Passage shown START

Parents in Germany to be fined over £2000 for not vaccinating their children against measles

Germany could soon make measles vaccination compulsory [Photo: Getty]
Germany could soon make measles vaccination compulsory [Photo: Getty]

Germany will make measles vaccinations compulsory for children from next year amid concern about the number of cases of the infection in recent years.

The German government agreed on Wednesday to make vaccinations mandatory at all schools and kindergartens.

The new law will also apply to teachers and kindergarten staff.

From March next year, parents who can’t prove their children have been vaccinated or have a medical condition that exempts them will face fines of up to €2,500 (approx £2,246).

To prove they have been vaccinated, parents will have to hand over their children’s vaccination records.

“We want to save as many children as possible from measles infection,” Jens Spahn, the German health minister, said in a statement on Wednesday.

“Measles is extremely contagious and can take a very nasty, at times deadly, turn.”

READ MORE: Your child's vaccination schedule: Each injection available - and what it does

According to the European Centre for Disease Prevention and Control (ECDPC) Germany reported one of the highest numbers of measles cases in Europe between March 2018 and February this year, at 651.

More than 400 cases have already been reported so far this year.

The vaccination rate against measles in Germany is 92.9 per cent but it has been falling in recent years.

There are concerns the highly infectious disease is making a comeback as more parents refuse to have their children vaccinated.

Passage shown END

→ **What to work on**: Copy out the portion of the article on measles vaccination in Germany starting with "The new law" and going on through "children’s vaccination records.".

Information given START

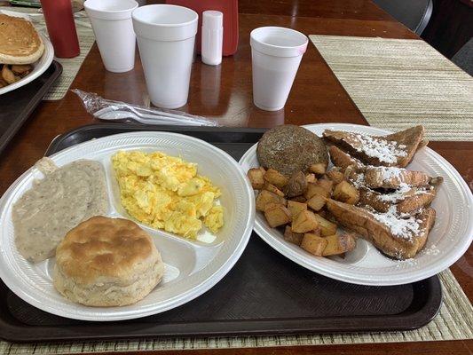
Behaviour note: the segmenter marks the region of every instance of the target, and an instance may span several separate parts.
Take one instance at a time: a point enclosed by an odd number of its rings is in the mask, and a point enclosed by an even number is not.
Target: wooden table
[[[240,0],[238,52],[225,58],[219,67],[196,59],[189,101],[184,111],[217,119],[228,126],[272,127],[283,122],[352,122],[367,124],[315,47],[309,43],[285,109],[270,113],[252,104],[249,32],[260,26],[283,26],[306,35],[339,35],[413,38],[418,36],[367,0]],[[111,99],[142,104],[145,78],[139,59],[135,69],[124,74],[106,72],[97,46],[85,59],[72,88],[97,92]],[[3,153],[0,160],[0,193],[43,156],[51,139],[74,128],[97,122],[78,98],[68,92],[64,99],[43,102]],[[473,142],[431,142],[473,187]],[[471,301],[473,252],[452,266]],[[315,347],[259,348],[200,351],[199,354],[470,354],[473,341],[423,342]],[[184,351],[177,351],[182,352]],[[170,354],[171,351],[165,351]],[[172,351],[176,353],[176,351]]]

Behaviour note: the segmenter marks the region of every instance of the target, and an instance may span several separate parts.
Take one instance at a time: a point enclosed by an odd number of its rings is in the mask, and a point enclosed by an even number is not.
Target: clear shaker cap
[[[202,12],[202,27],[209,28],[220,28],[224,25],[224,14],[214,10]]]

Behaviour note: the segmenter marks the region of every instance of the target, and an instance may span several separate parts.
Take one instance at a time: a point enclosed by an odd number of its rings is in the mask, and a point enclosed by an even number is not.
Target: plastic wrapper
[[[143,124],[218,126],[218,122],[206,117],[185,114],[181,111],[158,107],[146,107],[103,99],[93,92],[73,89],[86,111],[99,120],[133,122]]]

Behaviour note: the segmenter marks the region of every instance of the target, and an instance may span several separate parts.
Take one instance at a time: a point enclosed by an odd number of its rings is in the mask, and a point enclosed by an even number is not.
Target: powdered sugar
[[[398,145],[398,142],[373,138],[370,136],[356,133],[352,137],[359,143],[358,146],[354,146],[357,151],[376,158],[380,162],[395,163],[398,162],[398,157],[407,155],[407,153],[402,150],[406,148],[406,146]]]
[[[412,240],[413,235],[418,235],[421,233],[422,221],[416,219],[415,217],[399,217],[396,212],[396,206],[390,206],[386,213],[372,212],[372,215],[397,237]]]
[[[378,170],[381,172],[381,178],[382,178],[382,180],[390,180],[392,178],[400,180],[401,171],[406,171],[405,169],[392,167],[377,167],[374,169]]]

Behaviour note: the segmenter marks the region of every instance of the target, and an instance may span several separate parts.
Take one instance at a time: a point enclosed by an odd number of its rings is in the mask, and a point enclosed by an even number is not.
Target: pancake
[[[31,64],[44,52],[44,44],[31,22],[0,14],[0,63]]]

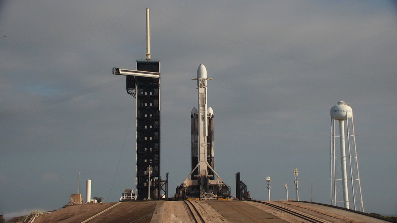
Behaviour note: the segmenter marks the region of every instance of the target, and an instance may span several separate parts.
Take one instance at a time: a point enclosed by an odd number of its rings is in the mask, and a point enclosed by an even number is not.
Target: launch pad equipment
[[[166,181],[161,179],[160,172],[160,62],[150,59],[149,9],[146,21],[146,59],[136,61],[136,70],[114,67],[112,71],[113,74],[126,76],[127,93],[136,98],[136,193],[123,191],[125,200],[150,200],[166,193]],[[149,166],[150,175],[146,172]]]
[[[214,111],[207,107],[207,70],[197,69],[198,109],[192,110],[192,171],[176,189],[177,199],[216,200],[230,197],[230,188],[214,169]],[[216,177],[215,178],[215,176]]]

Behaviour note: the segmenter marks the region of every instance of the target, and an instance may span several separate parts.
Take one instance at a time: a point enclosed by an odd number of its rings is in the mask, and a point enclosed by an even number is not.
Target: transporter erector
[[[230,188],[214,168],[214,111],[208,108],[207,69],[197,69],[198,109],[192,110],[192,171],[176,188],[177,199],[215,200],[230,197]]]

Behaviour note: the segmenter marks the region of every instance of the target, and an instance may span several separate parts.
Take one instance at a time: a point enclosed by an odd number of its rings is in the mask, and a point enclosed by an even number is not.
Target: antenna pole
[[[150,60],[150,19],[149,9],[146,9],[146,60]]]

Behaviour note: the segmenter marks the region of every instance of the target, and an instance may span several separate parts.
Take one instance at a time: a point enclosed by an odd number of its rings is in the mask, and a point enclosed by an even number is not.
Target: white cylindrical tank
[[[89,203],[91,201],[91,180],[87,180],[85,200],[87,203]]]
[[[353,110],[350,106],[341,100],[337,104],[331,108],[331,117],[335,120],[346,120],[353,117]]]

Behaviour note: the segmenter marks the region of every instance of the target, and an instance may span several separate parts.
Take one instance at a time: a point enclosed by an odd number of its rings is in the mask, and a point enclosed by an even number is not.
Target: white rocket
[[[204,64],[200,64],[197,69],[197,77],[192,80],[197,80],[197,89],[198,90],[198,109],[197,112],[197,139],[198,140],[198,163],[193,169],[198,169],[198,176],[200,177],[209,177],[213,179],[213,176],[209,174],[209,173],[212,174],[214,172],[214,170],[213,163],[208,163],[207,158],[211,156],[213,157],[213,154],[212,152],[213,149],[211,142],[207,142],[208,136],[208,121],[207,118],[208,113],[208,108],[207,106],[207,81],[212,80],[212,78],[207,77],[207,69]],[[195,110],[193,108],[193,110]],[[212,111],[211,108],[209,108],[210,111]],[[211,112],[213,113],[213,112]],[[210,144],[208,144],[210,142]],[[208,150],[209,147],[210,150]],[[192,171],[195,170],[192,169]],[[195,177],[196,176],[193,176]]]
[[[230,187],[214,169],[214,112],[207,104],[207,81],[212,79],[207,77],[204,64],[200,64],[197,69],[197,78],[192,79],[197,82],[198,107],[193,108],[191,116],[192,171],[177,188],[177,194],[184,198],[230,196]]]

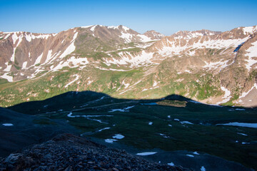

Information given END

→ **Answer below**:
The new law will also apply to teachers and kindergarten staff.

From March next year, parents who can’t prove their children have been vaccinated or have a medical condition that exempts them will face fines of up to €2,500 (approx £2,246).

To prove they have been vaccinated, parents will have to hand over their children’s vaccination records.